▶ [WHAT YOU ARE ASKED TO DO]
Copy every line of text from the records below without changing anything, and omit the pictures.

-- Start --

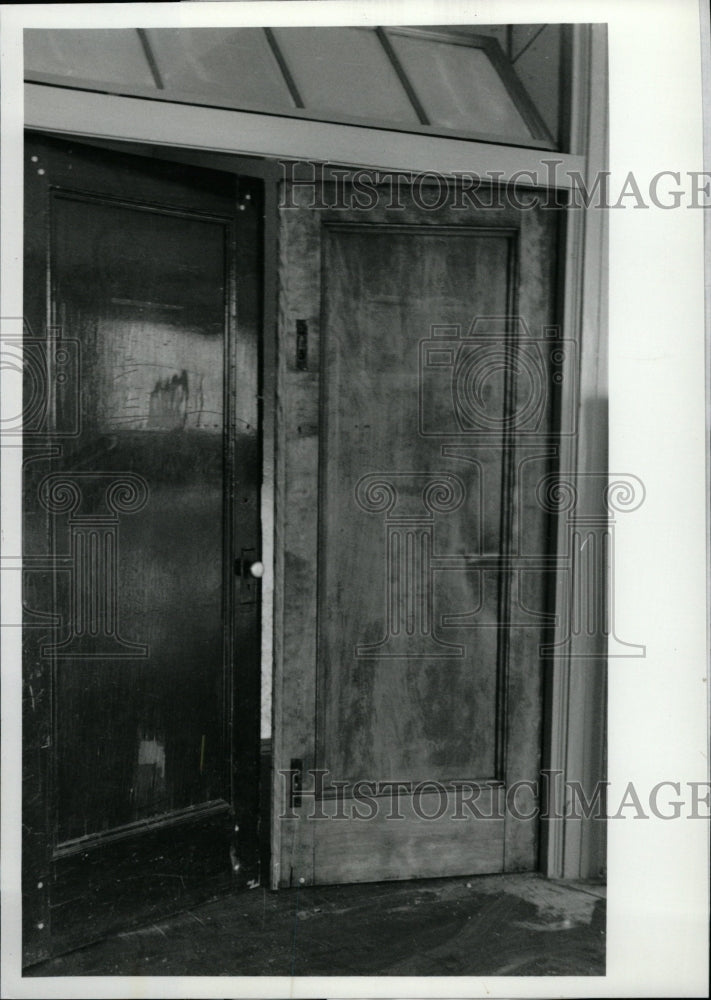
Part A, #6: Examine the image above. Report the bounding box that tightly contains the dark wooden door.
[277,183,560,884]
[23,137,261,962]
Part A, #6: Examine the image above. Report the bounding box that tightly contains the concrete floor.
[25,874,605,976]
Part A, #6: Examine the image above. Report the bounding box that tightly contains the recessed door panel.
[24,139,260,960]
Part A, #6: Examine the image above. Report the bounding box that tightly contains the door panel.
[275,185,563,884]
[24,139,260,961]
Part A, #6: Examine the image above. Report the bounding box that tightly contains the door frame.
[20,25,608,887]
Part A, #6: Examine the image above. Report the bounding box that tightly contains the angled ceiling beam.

-- End --

▶ [CORRECT ANSWER]
Part A, #6: Examine the image above. Report the bounding box that tightly contains the dark wooden door.
[277,183,560,884]
[23,137,261,962]
Part A, #6: Examine the image above. Report the bounding box that tightly contains the concrete floor.
[25,874,605,976]
Part A, #6: Examine the image above. Report the bounding box that tightly contains the recessed door panel.
[24,139,260,960]
Part A, #6: Examine the image above. Report the bounding box that tightly contains the door panel.
[275,185,563,884]
[24,139,260,961]
Part A, #6: Examine the image above. Report the bounding box that tightly contains the door frame.
[20,25,608,887]
Part A, #6: Examine the image above. Report the bounding box that tightly contains the angled ceiling beam.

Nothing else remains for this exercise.